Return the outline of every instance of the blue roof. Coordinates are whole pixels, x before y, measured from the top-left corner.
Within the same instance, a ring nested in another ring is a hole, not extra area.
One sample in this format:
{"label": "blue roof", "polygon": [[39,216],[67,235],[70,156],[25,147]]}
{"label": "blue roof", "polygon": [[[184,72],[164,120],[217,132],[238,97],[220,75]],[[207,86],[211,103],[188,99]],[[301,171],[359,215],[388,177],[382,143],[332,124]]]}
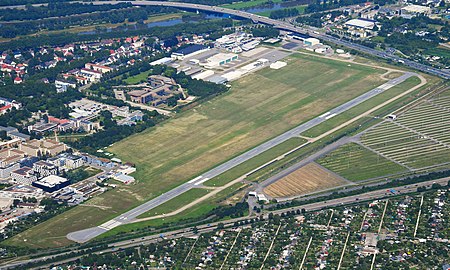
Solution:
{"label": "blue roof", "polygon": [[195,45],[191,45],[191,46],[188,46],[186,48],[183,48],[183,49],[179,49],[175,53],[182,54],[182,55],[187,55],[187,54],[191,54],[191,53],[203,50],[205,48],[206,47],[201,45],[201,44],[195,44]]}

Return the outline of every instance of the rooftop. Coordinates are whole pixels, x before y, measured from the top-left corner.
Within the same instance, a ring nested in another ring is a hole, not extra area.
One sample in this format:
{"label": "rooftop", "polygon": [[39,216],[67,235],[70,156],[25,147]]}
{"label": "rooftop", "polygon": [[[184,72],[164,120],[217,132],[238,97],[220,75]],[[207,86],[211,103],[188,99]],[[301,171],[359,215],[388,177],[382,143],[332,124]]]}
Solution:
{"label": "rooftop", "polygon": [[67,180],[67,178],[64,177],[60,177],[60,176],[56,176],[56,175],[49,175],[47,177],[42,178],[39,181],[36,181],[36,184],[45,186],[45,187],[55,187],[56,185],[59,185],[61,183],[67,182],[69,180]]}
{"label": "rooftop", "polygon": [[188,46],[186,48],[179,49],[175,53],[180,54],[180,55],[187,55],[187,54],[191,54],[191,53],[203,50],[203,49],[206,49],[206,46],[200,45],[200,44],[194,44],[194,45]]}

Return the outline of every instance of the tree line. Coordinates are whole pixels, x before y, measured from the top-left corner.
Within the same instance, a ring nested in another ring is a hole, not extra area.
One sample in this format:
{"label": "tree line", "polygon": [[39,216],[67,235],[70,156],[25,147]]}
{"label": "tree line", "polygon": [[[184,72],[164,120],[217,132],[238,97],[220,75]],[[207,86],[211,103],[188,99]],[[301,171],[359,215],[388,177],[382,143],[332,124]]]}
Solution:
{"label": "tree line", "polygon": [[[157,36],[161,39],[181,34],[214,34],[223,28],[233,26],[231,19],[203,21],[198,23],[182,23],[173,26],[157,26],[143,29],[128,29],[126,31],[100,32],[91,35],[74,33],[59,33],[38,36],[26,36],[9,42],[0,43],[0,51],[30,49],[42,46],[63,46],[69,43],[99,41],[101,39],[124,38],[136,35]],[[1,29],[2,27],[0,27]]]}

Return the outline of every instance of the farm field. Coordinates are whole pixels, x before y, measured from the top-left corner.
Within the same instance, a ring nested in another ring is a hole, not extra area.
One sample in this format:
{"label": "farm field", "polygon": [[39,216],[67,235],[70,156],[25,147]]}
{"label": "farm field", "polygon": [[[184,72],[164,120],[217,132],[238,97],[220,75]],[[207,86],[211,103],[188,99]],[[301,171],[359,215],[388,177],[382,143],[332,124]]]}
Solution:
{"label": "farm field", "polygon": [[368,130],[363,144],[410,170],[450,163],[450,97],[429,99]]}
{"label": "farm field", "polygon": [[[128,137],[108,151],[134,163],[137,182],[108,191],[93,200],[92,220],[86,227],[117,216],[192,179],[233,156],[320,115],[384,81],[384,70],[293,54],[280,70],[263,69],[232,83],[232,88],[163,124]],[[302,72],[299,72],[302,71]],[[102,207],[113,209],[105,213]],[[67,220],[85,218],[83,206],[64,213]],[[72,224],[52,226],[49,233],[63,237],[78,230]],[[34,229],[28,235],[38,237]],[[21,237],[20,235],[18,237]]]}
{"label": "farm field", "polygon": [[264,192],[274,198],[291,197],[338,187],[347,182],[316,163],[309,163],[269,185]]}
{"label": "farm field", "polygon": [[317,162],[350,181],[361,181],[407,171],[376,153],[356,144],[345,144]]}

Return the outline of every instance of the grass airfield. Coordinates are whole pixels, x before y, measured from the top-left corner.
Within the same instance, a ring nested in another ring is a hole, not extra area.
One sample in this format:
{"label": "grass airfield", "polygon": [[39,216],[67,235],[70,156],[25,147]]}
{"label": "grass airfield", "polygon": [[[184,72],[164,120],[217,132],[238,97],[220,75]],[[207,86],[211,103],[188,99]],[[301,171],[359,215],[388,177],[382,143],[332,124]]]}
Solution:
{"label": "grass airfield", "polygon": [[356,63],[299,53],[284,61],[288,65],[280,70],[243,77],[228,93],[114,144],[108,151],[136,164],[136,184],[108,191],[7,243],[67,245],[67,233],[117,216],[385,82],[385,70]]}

Exercise: Check each line of the material for the word "outline". Copy the ones that have it.

Task result:
Return the outline of every instance of the blue roof. Coordinates are whole pixels, x before y, measured from the top-left corner.
Return the outline of every instance of the rooftop. Coordinates are whole pixels, x before y, measured from the top-left corner.
Return the outline of every instance of the tree line. Coordinates are whole pixels, x before y, measured from the top-left corner.
Return the outline of every instance of the farm field. Coordinates are whole pixels, x before y, measured from the top-left corner.
Return the outline of every instance of the grass airfield. Coordinates are whole pixels, x before y, measured from the top-left corner.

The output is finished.